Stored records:
──────────────────────────────

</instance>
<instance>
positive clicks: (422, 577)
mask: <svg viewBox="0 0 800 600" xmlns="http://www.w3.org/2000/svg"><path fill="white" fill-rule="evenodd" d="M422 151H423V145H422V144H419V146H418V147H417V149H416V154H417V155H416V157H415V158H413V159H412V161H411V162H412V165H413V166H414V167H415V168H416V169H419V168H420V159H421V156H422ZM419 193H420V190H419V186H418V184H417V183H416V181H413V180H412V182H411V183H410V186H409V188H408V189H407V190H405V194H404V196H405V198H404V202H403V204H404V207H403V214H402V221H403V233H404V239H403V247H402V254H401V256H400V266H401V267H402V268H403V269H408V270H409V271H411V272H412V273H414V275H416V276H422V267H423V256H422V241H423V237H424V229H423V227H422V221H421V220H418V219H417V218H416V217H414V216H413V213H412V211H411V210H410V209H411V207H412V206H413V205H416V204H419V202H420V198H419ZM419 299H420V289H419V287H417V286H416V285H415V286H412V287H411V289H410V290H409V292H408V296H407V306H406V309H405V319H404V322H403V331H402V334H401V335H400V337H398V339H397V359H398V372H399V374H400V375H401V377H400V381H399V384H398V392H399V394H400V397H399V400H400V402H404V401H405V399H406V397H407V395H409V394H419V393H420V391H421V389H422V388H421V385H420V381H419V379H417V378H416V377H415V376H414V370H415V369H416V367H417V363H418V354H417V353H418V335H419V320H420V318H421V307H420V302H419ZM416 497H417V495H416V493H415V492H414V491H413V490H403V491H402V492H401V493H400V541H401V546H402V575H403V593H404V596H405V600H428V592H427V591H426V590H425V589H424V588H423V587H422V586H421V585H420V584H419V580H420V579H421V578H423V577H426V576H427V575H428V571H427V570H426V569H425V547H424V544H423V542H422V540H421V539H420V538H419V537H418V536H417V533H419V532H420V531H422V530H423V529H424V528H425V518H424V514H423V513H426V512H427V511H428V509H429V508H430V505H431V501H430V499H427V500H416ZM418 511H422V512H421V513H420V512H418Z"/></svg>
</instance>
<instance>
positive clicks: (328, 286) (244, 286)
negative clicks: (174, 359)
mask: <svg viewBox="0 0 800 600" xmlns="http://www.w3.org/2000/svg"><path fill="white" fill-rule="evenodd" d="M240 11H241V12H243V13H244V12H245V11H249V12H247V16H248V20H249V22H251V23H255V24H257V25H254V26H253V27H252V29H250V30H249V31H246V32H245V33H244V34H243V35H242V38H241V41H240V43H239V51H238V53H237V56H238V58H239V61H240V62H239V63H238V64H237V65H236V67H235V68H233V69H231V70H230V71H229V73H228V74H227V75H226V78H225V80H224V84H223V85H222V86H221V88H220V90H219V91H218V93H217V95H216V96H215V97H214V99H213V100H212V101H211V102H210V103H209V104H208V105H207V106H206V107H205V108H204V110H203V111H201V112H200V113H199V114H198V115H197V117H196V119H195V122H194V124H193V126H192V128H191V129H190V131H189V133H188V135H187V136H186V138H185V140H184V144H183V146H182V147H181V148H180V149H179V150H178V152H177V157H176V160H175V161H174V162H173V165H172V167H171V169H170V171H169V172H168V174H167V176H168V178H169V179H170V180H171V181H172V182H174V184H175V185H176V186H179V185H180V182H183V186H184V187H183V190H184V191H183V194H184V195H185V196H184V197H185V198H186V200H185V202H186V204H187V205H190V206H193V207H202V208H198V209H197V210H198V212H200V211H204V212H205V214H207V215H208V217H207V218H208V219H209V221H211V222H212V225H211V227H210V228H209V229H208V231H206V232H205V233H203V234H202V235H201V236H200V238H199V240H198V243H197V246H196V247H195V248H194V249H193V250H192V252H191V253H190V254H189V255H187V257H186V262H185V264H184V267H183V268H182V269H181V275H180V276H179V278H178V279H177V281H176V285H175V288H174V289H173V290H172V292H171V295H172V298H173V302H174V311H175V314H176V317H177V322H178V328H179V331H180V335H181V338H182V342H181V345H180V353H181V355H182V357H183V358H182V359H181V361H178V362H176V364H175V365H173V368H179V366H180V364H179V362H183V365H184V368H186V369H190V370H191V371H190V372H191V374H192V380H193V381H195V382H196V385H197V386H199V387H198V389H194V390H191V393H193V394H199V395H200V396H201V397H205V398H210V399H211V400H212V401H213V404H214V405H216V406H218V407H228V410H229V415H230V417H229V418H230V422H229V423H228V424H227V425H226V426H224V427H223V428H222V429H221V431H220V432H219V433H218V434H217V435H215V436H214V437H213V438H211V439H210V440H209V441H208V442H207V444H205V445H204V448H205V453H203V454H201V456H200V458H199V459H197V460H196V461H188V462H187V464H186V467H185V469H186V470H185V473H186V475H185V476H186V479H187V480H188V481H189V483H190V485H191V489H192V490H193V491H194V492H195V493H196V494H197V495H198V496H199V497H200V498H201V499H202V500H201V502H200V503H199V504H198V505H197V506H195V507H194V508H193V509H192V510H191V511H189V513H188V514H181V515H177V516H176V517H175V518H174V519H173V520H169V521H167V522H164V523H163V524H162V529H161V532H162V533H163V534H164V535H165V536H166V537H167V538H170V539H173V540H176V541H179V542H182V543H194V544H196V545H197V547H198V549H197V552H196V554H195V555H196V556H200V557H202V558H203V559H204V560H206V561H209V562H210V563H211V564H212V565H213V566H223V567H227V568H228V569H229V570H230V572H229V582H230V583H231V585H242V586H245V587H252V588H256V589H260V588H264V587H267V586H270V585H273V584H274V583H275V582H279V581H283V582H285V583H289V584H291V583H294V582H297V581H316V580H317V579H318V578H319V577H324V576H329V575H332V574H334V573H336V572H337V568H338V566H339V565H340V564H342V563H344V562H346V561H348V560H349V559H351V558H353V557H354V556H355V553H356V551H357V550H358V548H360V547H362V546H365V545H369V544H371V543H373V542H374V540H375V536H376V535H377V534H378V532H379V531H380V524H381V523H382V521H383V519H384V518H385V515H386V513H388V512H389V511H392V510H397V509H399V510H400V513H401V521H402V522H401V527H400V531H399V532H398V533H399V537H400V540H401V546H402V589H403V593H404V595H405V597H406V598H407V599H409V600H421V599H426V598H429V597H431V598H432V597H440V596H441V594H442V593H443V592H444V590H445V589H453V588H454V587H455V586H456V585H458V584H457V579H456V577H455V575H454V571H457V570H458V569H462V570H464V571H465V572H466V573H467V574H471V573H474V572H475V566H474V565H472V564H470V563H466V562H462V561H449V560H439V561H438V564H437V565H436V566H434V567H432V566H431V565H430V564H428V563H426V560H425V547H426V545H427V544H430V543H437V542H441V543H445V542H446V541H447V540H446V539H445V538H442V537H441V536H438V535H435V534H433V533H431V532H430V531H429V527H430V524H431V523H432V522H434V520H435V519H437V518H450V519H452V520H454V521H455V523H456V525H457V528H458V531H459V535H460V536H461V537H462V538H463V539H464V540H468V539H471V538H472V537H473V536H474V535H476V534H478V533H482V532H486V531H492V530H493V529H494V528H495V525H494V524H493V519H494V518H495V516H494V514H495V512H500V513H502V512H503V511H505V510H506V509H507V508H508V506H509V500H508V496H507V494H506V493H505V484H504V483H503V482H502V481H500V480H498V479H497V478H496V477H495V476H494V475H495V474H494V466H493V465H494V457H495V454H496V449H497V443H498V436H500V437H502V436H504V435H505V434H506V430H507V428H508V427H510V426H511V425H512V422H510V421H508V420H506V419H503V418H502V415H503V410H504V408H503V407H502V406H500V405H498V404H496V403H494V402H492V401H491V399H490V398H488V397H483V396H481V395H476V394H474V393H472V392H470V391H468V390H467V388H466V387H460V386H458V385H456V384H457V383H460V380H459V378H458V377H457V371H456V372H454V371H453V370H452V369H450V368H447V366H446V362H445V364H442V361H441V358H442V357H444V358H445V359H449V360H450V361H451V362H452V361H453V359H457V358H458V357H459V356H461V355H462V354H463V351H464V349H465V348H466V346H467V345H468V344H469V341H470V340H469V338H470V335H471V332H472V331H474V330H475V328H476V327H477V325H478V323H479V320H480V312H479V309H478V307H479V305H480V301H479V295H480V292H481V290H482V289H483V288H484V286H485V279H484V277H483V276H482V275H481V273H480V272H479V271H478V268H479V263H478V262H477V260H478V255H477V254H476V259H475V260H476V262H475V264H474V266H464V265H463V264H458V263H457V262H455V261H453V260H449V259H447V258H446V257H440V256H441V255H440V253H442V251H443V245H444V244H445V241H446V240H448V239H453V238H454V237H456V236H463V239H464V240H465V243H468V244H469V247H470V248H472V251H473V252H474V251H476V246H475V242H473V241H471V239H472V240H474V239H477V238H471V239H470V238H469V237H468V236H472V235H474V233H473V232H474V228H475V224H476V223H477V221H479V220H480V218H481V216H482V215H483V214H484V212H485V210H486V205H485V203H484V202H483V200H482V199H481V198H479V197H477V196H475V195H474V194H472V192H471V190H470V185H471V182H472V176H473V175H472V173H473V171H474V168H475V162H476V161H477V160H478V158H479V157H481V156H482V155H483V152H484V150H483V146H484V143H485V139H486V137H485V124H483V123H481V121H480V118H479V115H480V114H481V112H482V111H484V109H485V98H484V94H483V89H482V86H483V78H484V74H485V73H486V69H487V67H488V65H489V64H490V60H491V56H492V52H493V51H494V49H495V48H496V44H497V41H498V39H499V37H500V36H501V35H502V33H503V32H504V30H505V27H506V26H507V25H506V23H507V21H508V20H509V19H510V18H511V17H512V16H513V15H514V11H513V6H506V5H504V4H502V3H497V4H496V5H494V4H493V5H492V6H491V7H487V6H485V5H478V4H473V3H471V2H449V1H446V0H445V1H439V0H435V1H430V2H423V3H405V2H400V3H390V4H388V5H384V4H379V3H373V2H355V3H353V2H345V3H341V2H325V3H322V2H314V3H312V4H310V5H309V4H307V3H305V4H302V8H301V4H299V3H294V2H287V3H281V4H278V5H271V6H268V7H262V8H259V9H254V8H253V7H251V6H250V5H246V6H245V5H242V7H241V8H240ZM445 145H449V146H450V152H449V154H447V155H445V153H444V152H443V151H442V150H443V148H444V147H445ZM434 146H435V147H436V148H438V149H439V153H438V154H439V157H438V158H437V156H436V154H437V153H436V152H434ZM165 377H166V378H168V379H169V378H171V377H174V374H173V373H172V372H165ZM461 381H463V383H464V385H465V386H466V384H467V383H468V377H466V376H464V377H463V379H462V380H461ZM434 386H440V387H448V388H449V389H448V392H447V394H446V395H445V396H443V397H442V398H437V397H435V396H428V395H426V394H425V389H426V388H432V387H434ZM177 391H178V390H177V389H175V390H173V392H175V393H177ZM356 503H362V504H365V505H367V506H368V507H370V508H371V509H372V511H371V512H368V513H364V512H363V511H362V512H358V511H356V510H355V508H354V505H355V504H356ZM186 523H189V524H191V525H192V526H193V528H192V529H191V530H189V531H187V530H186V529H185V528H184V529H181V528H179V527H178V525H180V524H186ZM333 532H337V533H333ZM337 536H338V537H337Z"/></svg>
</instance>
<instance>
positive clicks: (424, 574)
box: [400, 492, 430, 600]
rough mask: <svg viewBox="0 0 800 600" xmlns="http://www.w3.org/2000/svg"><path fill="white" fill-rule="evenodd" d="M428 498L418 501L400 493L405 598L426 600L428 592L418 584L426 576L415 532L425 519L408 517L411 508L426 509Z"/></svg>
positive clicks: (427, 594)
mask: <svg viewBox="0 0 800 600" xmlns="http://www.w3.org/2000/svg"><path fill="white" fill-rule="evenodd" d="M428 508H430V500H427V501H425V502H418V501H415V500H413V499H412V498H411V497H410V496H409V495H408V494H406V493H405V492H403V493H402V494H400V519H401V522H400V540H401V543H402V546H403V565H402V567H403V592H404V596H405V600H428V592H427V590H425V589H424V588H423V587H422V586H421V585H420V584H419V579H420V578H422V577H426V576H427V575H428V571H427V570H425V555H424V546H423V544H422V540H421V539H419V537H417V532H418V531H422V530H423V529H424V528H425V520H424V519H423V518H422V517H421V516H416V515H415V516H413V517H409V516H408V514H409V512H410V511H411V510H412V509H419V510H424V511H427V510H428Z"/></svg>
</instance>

──────────────────────────────

Using the records above, report each line that contains the word "positive" by copying it.

Task output:
positive clicks: (422, 577)
positive clicks: (328, 286) (244, 286)
positive clicks: (424, 574)
positive clicks: (427, 594)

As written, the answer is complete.